= Page extract =
This particular psalm begins the section of the psalter that is known as the Hallel Psalms. This section is Ps. 113 through 118. It was the custom of Jews to recite this section verbatim on festival occasions of praise. The word hallel means praise, and so when we are told in the New Testament that Jesus and the disciples sang a hymn after their last meal together (Matt. 26:30), this was very probably the Hallel. And this is where the word hallelujah comes from—an intensive expression meaning (much more than) praise Jah. For example, last “praise the Lord” in v. 9 is hallelujah.

And so this psalm is the threshold of this section, the entryway to the Hallel psalms.

The Text:

“Praise ye the Lord. Praise, O ye servants of the Lord, praise the name of the Lord. Blessed be the name of the Lord from this time forth and for evermore . . .” (Ps. 113:1-9).

Summary of the Text:

The first words of the psalm are an imperative, directed at the servants of God. All the servants of God are to praise Him (v. 1). They are to praise Him, and they are to praise His name. Boast in Him. The name we are exulting in is a name that is to be considered blessed forever and ever (v. 2). His name is to be blessed throughout all time. And then, in the next verse, we see that His name is to be praised spatially or geographically as well (v. 3). Throughout all history, and from the east to the west, let the name of the Lord be praised. The Lord is high over all the nations of men, and His glory is higher than the heavens (v. 4). Who can be compared to Him, as He is the one who dwells on high (v. 5)? When He looks at earth and the heavens above the earth, He is looking down. He condescends even to look at the highest point of the whole created order (v. 6).

Segmentation annotation records
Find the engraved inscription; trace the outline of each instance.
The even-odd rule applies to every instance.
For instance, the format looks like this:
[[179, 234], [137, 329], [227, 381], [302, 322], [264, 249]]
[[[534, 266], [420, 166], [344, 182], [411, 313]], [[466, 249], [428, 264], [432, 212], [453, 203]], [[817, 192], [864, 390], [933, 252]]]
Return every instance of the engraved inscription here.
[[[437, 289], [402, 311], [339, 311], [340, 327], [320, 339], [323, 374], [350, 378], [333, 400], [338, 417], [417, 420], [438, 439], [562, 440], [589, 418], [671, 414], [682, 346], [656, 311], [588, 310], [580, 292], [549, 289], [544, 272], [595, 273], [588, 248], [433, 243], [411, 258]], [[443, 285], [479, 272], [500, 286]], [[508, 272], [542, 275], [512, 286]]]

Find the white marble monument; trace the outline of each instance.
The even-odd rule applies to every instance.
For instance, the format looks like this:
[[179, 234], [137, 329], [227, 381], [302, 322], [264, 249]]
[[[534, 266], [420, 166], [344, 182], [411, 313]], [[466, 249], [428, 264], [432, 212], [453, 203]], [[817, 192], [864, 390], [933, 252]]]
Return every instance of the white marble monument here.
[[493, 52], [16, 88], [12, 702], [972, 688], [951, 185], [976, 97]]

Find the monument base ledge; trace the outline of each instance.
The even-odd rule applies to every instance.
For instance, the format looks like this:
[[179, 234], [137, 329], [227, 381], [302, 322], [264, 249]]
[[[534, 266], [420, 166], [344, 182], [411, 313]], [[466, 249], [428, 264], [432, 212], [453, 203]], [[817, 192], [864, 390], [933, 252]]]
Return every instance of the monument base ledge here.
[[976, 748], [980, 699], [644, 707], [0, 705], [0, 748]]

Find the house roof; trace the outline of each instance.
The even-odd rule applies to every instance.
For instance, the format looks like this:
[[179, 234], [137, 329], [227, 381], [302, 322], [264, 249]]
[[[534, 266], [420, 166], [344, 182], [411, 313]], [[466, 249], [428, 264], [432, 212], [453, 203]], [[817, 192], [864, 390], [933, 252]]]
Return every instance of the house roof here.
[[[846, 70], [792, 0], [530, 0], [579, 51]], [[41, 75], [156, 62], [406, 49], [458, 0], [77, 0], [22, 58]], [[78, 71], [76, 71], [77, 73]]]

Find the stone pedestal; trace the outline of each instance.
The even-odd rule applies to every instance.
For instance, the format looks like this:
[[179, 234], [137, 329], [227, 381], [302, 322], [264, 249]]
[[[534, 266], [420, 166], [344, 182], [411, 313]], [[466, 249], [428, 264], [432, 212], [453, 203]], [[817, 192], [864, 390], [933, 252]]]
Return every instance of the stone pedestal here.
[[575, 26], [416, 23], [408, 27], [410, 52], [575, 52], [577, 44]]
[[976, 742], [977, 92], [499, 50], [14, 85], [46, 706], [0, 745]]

= Requirements =
[1] List every verse reference that appears in parentheses in the summary section of the Psalm 113 commentary.
[2] Convert the records from the line containing "Find the house" through the end of the records into a numbered list, leaving out blank lines.

= Responses to the tasks =
[1]
v. 1
v. 2
v. 3
v. 4
v. 5
v. 6

[2]
1. Find the house roof; trace the outline of each instance.
2. The even-odd rule applies to every instance.
3. For instance, the format looks like this:
4. [[179, 234], [137, 329], [227, 381], [302, 322], [264, 249]]
5. [[[534, 266], [420, 166], [344, 182], [411, 313]], [[466, 249], [428, 264], [432, 212], [453, 203]], [[817, 192], [864, 390], [933, 252]]]
6. Return every instance of the house roof here.
7. [[[846, 70], [792, 0], [530, 0], [579, 51]], [[41, 75], [156, 62], [406, 49], [458, 0], [77, 0], [22, 58]], [[78, 71], [76, 71], [77, 73]]]
8. Find the stone pedestal; trace the outline of each instance.
9. The even-odd rule applies to every instance.
10. For instance, the format looks like this:
11. [[179, 234], [137, 329], [227, 381], [302, 322], [264, 249]]
12. [[[534, 266], [420, 166], [344, 182], [411, 313]], [[466, 249], [428, 264], [432, 212], [453, 203]], [[817, 192], [864, 390], [933, 252]]]
13. Return every instance of the stone pedestal here.
14. [[575, 26], [416, 23], [408, 27], [410, 52], [575, 52], [577, 44]]
15. [[976, 742], [977, 92], [499, 50], [14, 85], [46, 706], [0, 745]]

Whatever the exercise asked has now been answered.